ABOUT THIS TASK:
Your task is to copy the stretch of lines in the records below that begins with the line containing "Give one point for each instance of the wood trim" and ends with the line containing "Give one point for each instance of the window in", exactly as written, with nothing added.

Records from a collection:
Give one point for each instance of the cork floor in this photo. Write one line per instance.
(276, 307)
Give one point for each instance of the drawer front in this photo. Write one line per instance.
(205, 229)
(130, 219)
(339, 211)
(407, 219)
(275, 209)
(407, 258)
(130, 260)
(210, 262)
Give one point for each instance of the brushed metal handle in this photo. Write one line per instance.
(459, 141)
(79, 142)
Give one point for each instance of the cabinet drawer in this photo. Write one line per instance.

==

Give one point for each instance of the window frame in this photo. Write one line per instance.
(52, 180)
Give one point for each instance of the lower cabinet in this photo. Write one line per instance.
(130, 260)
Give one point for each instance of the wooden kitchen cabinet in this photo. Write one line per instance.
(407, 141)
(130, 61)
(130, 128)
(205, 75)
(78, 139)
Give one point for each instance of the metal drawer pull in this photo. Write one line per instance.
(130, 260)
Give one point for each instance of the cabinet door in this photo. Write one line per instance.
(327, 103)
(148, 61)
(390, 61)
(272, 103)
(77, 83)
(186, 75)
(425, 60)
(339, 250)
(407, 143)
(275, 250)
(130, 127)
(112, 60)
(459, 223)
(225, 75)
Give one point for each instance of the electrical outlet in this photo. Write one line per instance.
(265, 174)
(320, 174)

==

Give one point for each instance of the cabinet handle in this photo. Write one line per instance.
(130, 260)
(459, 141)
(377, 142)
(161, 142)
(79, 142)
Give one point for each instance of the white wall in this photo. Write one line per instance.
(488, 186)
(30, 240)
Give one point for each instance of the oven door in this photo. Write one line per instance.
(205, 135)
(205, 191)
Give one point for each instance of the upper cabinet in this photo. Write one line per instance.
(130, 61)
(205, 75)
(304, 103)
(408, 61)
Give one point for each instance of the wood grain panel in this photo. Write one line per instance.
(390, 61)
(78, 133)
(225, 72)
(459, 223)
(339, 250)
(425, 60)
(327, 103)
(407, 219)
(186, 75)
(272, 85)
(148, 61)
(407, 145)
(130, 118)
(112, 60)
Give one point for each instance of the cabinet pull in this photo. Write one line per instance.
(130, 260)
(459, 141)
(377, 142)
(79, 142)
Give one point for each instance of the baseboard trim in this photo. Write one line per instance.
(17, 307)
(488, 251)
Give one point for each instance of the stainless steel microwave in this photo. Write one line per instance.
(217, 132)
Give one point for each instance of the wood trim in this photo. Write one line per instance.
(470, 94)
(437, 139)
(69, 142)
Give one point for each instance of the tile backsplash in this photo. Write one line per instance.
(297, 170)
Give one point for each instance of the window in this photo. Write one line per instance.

EXERCISE OUTPUT:
Give one point for each instance of the wood trim in this photo. Write one line per instance.
(470, 94)
(437, 139)
(69, 142)
Give one point for each instance of the tile backsplash in this photo. Write one line per instance.
(297, 170)
Give one point for each instance of the window in this photo. Write one line per instance.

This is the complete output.